Desk editor's note, referee report, simulated authors' rebuttal, and a circularity audit. Tearing a paper down is the easy half of reading it; the pith above is the substance, this is the friction.

Desk Editor's Note private letter to a colleague

Kriging active learning beats random-forest baselines on rare transient instability probability estimates for two power-system test cases, but the work is an incremental application rather than a methodological advance.

read the letter

The paper applies Kriging surrogates with active learning to map rare transient instability regions under load, wind, and solar uncertainty. It reports results on a modified IEEE 59-bus system with simulated uncertainties and on the WECC 240-bus system using real wind and solar traces, claiming fewer time-domain simulations and higher accuracy than random-forest active learning and three non-active-learning baselines for small instability probabilities.

Referee Report

1 major / 2 minor

Summary. The manuscript proposes a Kriging-based active learning framework for probabilistic transient stability assessment that focuses on rare instability events. It characterizes instability regions in the input uncertainty space and estimates small instability probabilities using a limited number of time-domain simulations. The approach is evaluated on a modified IEEE 59-bus system with simulated load and wind uncertainties and a WECC 240-bus system with real wind and solar data, with comparative results against random-forest active learning and three non-active-learning baselines claiming superior accuracy and efficiency.

Significance. If the reported performance holds, the framework would offer a practical advance in handling rare-event probabilistic analysis for power-system transient stability under renewable and load uncertainty. Efficient surrogate-based identification of small-probability instability regions could support better risk-informed resilience planning without requiring exhaustive simulation budgets. The use of both synthetic and real-world test systems adds relevance for practical deployment.

major comments (1)

[Abstract] Abstract: the claim that comparative studies demonstrate superior accuracy and computational efficiency is not supported by any quantitative metrics, error values, simulation counts, or discussion of rare-event sampling bias handling. Without these details the central empirical claim cannot be evaluated, even though the abstract positions the result as the primary contribution.

minor comments (2)

[Abstract] The abstract would benefit from a brief statement of the uncertainty-space dimensionality and the specific Kriging acquisition function to help readers assess the high-dimensional rare-event approximation challenge.

▸ Actions to take:
(1) List the four components that the first sentence of the review text says it contains.
(2) According to the review text, which test system was evaluated using real wind and solar data?

▸ Given data:
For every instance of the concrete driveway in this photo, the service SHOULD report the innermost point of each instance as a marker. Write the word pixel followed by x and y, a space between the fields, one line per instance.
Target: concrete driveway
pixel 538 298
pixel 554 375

▸ Answers to the tasks:
(1)
1. Desk editor's note
2. Referee report
3. Simulated authors' rebuttal
4. Circularity audit

(2) The WECC 240-bus system.